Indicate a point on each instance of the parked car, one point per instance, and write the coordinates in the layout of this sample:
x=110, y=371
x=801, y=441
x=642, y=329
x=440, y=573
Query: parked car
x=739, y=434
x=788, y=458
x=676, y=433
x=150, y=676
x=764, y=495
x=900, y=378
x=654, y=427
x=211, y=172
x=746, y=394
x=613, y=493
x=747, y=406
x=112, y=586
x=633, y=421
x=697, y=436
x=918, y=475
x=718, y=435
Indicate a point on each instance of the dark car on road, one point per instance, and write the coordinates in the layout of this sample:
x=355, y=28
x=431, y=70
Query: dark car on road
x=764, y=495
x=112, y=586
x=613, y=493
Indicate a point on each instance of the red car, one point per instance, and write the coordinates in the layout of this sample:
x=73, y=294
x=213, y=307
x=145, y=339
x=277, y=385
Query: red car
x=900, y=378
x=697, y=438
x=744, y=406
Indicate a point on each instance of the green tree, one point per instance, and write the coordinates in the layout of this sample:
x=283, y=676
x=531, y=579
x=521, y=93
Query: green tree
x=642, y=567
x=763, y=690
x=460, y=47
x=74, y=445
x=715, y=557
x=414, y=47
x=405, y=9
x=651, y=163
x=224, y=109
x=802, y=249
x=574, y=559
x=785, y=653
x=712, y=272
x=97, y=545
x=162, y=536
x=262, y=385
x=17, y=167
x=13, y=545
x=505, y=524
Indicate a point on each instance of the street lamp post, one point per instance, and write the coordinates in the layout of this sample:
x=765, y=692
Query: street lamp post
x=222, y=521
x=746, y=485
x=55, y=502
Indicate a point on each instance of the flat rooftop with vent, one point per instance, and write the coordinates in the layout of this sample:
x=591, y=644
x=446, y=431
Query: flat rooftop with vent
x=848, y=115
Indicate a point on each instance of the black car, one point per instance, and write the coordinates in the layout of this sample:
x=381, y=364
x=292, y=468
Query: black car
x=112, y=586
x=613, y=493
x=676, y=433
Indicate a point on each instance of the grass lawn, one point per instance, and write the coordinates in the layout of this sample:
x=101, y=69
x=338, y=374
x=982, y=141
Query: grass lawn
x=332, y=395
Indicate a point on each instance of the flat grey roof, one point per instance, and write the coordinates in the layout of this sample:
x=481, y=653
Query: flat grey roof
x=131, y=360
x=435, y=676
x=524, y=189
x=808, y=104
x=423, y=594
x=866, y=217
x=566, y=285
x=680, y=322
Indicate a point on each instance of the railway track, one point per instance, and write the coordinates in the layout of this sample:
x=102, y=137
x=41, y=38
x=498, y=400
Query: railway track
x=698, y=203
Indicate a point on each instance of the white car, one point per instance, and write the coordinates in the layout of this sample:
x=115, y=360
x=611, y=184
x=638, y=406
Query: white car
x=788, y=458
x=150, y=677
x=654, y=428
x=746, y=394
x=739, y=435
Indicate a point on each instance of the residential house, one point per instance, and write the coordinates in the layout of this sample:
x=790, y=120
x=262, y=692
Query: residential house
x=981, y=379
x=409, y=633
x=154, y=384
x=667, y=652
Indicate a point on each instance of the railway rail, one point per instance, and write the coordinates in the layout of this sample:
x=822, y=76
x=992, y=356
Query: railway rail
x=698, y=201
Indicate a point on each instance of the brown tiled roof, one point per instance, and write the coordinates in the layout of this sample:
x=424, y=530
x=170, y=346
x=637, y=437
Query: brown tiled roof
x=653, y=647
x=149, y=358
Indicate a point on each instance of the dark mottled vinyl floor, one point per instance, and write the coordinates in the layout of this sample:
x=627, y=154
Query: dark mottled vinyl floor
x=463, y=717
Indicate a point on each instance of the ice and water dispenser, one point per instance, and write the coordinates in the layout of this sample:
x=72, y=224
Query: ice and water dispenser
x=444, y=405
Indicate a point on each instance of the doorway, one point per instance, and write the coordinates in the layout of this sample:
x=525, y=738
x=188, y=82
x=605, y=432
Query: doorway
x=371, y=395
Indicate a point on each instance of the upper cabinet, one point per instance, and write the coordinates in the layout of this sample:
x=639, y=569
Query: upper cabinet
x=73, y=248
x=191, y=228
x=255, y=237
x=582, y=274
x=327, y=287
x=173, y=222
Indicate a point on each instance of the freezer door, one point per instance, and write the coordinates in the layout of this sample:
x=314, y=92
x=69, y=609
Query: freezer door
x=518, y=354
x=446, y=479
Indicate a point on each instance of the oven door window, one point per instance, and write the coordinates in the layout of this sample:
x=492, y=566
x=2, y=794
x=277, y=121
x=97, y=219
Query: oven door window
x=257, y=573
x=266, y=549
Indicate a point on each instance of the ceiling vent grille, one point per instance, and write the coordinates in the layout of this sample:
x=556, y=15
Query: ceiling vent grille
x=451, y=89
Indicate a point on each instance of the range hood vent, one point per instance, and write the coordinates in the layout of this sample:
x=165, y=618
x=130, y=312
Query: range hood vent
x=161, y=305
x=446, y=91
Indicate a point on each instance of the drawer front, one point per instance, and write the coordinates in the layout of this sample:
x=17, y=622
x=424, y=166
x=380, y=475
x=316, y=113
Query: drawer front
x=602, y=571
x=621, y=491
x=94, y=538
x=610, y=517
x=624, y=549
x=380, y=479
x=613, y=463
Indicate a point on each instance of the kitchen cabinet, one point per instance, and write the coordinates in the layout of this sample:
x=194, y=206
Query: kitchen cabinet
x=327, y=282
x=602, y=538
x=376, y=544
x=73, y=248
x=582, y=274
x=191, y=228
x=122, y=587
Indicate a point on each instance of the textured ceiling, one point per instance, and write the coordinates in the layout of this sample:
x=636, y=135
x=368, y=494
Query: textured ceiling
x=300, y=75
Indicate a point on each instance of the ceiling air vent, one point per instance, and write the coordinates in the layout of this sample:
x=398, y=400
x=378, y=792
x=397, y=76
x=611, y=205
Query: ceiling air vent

### The task
Please rewrite the records starting at the line containing "Indicate a point on each instance of the red" and ending at the line containing "x=332, y=395", replacing "one point per instance" with "a single point per instance" and leaving everything else unchanged.

### Expected answer
Indicate a point on each instance of the red car, a single point per instance, and write the coordinates in the layout of this sample:
x=73, y=294
x=213, y=307
x=145, y=339
x=277, y=385
Query: red car
x=900, y=378
x=697, y=438
x=744, y=406
Indicate a point on each instance of the green tree, a single point per instance, and write the coordinates in the layout of this sample:
x=283, y=676
x=531, y=579
x=521, y=93
Query: green tree
x=642, y=567
x=763, y=690
x=460, y=47
x=74, y=445
x=715, y=557
x=414, y=47
x=405, y=9
x=651, y=163
x=224, y=109
x=802, y=249
x=574, y=559
x=785, y=653
x=712, y=272
x=97, y=545
x=162, y=536
x=262, y=385
x=17, y=167
x=13, y=545
x=505, y=524
Indicate a point on each instance of the street lamp post, a single point per instance, and write the coordinates in the layout of this sample:
x=765, y=692
Query: street lamp post
x=222, y=521
x=746, y=485
x=55, y=502
Indicate a point on each instance of the flat rooftop with vent, a single point per instance, and write the coordinates in the layout of this sample:
x=591, y=644
x=446, y=431
Query: flat rooftop with vent
x=848, y=115
Indicate a point on each instance of the black car, a single point per instance, and write the coordinates in the layout of this sample:
x=381, y=364
x=292, y=468
Query: black car
x=112, y=586
x=613, y=493
x=676, y=433
Indicate a point on each instance of the grass lawn, a single point per instance, and write the coordinates in the layout of this sample:
x=101, y=69
x=338, y=374
x=982, y=141
Query: grass lawn
x=332, y=395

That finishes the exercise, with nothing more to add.